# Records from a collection
>> START

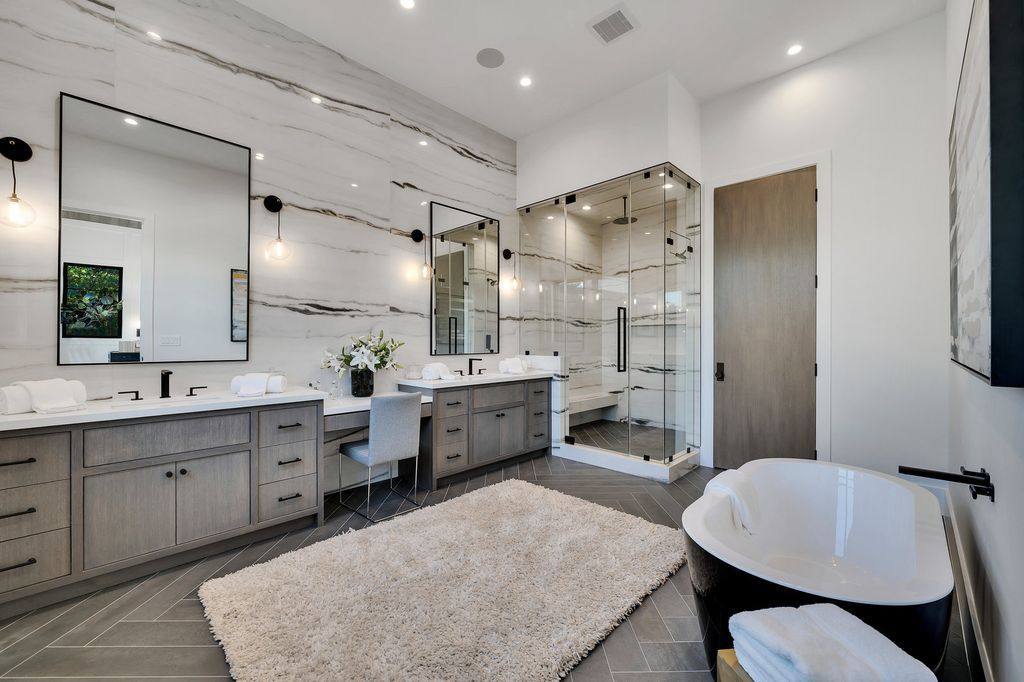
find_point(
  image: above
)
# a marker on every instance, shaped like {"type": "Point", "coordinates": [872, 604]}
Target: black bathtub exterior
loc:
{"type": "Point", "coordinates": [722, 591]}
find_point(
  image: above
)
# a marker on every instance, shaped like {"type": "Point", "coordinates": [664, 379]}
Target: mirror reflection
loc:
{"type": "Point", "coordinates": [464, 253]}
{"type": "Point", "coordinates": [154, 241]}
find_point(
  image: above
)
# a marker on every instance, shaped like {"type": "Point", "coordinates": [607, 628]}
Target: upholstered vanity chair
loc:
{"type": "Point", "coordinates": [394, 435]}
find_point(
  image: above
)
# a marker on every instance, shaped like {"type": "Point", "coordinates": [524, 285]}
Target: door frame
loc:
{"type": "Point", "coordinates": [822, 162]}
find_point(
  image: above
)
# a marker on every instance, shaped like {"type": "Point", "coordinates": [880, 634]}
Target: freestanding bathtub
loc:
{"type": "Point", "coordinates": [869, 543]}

>> END
>> START

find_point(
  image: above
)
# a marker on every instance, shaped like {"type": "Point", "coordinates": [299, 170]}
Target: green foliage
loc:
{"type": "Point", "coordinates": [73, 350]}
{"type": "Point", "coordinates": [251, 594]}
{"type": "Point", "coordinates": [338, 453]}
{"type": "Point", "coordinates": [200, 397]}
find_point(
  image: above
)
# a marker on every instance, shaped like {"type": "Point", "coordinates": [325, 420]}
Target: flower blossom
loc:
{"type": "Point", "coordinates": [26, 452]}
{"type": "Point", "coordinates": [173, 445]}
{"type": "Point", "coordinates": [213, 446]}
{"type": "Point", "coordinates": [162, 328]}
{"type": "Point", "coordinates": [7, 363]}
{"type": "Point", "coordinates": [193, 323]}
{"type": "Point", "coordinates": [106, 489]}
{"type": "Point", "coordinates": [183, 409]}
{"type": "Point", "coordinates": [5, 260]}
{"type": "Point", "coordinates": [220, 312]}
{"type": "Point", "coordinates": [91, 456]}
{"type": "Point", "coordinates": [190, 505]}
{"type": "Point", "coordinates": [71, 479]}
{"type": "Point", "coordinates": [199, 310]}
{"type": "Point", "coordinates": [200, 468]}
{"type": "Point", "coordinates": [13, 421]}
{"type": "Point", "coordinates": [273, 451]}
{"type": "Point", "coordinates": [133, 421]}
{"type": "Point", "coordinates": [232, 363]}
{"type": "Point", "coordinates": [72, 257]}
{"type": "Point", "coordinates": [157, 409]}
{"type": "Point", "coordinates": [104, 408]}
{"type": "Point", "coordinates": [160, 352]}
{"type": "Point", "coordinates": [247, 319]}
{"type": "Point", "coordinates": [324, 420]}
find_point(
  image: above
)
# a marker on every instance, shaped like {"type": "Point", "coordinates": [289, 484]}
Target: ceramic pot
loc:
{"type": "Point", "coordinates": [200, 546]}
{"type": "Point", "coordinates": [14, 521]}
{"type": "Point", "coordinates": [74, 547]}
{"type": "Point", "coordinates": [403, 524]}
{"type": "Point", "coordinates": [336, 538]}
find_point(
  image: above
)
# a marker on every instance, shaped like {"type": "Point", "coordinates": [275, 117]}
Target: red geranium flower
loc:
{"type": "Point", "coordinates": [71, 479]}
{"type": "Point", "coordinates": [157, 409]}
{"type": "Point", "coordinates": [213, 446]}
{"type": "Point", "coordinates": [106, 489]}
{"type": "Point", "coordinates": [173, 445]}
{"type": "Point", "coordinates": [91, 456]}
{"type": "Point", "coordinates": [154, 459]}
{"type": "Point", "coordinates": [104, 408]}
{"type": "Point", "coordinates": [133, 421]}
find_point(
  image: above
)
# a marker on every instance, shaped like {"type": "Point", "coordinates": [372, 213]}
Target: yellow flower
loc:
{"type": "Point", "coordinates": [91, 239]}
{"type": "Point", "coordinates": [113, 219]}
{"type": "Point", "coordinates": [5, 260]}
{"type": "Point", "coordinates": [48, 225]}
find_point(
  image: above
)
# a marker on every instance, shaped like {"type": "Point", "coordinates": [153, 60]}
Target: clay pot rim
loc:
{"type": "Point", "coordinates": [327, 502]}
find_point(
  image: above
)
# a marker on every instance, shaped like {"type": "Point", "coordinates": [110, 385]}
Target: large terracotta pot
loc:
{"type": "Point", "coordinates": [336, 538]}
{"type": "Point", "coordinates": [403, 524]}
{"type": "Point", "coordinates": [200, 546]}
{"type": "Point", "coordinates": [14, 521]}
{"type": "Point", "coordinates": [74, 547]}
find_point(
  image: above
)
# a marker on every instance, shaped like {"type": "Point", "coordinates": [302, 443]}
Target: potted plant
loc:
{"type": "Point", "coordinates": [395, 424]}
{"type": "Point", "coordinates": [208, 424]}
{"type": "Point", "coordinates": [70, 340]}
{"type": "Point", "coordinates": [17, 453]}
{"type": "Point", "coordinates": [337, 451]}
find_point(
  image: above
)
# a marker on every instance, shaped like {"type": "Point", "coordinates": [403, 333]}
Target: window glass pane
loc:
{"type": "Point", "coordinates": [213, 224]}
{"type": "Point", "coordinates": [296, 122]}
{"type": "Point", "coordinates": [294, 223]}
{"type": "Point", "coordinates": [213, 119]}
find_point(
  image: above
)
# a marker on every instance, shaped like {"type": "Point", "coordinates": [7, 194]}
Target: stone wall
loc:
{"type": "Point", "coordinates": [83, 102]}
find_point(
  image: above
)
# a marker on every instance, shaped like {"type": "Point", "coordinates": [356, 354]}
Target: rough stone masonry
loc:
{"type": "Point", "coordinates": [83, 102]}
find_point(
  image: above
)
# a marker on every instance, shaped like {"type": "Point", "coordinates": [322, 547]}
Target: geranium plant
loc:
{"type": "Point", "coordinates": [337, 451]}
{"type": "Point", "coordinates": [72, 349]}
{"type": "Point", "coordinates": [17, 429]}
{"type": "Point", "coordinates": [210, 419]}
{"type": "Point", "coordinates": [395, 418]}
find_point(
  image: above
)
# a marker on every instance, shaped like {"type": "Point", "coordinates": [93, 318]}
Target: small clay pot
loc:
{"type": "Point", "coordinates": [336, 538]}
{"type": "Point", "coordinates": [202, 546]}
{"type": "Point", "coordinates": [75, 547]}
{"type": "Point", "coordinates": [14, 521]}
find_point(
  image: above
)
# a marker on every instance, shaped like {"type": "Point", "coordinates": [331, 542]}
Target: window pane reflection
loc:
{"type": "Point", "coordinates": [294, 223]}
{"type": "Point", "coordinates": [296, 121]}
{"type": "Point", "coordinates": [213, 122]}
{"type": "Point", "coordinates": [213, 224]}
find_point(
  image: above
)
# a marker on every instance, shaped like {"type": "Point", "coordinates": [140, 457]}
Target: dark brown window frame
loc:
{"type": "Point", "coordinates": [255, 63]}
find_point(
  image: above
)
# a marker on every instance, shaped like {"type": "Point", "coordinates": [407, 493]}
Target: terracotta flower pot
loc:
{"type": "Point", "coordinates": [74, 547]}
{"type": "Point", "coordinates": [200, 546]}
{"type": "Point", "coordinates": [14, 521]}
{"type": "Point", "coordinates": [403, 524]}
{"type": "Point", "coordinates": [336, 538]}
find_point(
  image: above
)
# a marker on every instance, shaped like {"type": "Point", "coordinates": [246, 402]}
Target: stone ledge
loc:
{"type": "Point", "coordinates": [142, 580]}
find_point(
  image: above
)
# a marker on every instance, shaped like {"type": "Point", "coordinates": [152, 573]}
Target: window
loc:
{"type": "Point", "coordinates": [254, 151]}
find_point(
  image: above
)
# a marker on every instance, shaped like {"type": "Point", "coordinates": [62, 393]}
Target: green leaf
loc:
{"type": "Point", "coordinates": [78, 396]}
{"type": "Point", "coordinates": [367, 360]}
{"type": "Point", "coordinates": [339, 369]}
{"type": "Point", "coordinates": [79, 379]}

>> END
>> START

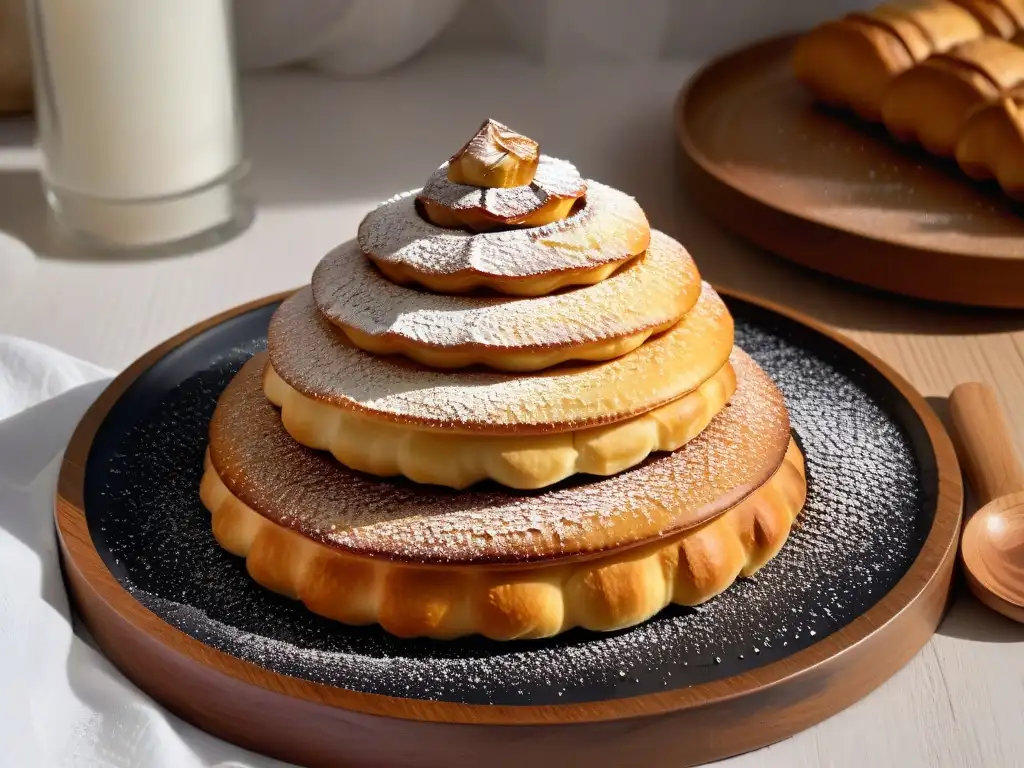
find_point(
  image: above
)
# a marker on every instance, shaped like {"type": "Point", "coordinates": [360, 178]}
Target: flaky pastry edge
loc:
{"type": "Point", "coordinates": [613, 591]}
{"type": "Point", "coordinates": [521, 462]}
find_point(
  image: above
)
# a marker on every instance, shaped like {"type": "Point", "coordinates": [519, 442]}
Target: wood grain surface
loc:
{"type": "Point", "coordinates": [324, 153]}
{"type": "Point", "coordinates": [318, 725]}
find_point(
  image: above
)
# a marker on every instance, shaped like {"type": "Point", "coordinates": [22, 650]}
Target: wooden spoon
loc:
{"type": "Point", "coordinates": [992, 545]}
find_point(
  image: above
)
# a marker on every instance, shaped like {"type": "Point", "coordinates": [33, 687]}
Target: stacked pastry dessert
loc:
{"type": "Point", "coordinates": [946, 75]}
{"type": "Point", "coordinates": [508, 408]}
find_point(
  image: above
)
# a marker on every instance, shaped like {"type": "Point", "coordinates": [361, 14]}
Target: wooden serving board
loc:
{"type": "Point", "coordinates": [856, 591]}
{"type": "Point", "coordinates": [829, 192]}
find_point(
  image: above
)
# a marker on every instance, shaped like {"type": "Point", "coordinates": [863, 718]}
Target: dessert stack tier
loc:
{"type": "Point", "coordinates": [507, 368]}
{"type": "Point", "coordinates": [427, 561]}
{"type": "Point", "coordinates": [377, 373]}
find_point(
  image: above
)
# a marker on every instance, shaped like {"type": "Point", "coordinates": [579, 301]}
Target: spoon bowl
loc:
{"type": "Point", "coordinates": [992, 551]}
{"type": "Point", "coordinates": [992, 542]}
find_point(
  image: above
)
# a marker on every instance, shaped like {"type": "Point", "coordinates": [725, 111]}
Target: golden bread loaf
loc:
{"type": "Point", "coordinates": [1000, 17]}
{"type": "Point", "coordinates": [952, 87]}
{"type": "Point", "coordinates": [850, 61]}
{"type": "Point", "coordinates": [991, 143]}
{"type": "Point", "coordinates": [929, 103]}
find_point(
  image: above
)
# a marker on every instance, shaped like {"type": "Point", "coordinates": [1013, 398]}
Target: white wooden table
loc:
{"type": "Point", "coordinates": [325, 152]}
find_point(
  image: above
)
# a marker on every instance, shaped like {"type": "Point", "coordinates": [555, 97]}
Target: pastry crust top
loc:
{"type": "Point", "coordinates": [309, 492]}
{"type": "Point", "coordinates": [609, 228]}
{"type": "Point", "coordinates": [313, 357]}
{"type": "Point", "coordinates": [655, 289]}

>> END

# Aim of the task
Pull out each line of the records above that contains the word "bathtub", copying every such line in full. Case counts, so match only that exact capitalization.

# Solution for this problem
Target: black bathtub exterior
Target: freestanding bathtub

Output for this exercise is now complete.